## GIVEN TEXT
Virginia Shooting
 Reuters

A doctor who had lost his job at a New York City hospital opened fire with an assault rifle inside the building on Friday, killing another physician and wounding six other people before taking his own life in a burst of apparent workplace-related violence, officials said.

The gunman, wearing a white medical lab coat, stalked two floors of the Bronx-Lebanon Hospital Center, in the New York borough of the Bronx, and tried to set himself on fire before police searching the building found him dead of a self-inflicted gunshot, Police Commissioner James O'Neill said.

One female physician was shot to death, and six other people were wounded, five seriously, including one who was shot in the leg, O'Neill said at a news conference.

Mayor Bill de Blasio characterised the shooting as an "isolated incident" that appeared to be "a workplace-related matter." He said that it was "not an act of terrorism."

## SOURCE INFORMATION
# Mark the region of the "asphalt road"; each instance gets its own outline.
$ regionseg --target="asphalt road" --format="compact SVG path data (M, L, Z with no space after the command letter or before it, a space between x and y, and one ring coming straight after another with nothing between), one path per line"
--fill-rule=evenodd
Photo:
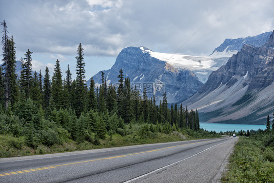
==
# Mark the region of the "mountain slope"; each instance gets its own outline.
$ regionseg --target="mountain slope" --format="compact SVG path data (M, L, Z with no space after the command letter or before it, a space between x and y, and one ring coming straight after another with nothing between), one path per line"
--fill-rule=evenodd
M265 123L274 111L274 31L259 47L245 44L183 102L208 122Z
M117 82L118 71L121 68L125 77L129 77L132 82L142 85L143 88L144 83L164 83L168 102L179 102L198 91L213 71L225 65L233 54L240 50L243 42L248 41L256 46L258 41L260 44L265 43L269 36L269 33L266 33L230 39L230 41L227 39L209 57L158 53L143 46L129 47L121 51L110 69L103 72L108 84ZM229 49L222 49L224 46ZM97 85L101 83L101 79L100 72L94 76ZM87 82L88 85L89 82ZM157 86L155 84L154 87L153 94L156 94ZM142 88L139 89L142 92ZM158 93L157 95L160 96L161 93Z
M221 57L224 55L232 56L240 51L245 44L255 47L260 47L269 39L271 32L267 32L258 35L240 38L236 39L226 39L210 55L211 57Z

## DIRECTIONS
Reproduce the news report about the Bronx hospital shooting word for word, in full.

## THE ANSWER
Virginia Shooting
 Reuters

A doctor who had lost his job at a New York City hospital opened fire with an assault rifle inside the building on Friday, killing another physician and wounding six other people before taking his own life in a burst of apparent workplace-related violence, officials said.

The gunman, wearing a white medical lab coat, stalked two floors of the Bronx-Lebanon Hospital Center, in the New York borough of the Bronx, and tried to set himself on fire before police searching the building found him dead of a self-inflicted gunshot, Police Commissioner James O'Neill said.

One female physician was shot to death, and six other people were wounded, five seriously, including one who was shot in the leg, O'Neill said at a news conference.

Mayor Bill de Blasio characterised the shooting as an "isolated incident" that appeared to be "a workplace-related matter." He said that it was "not an act of terrorism."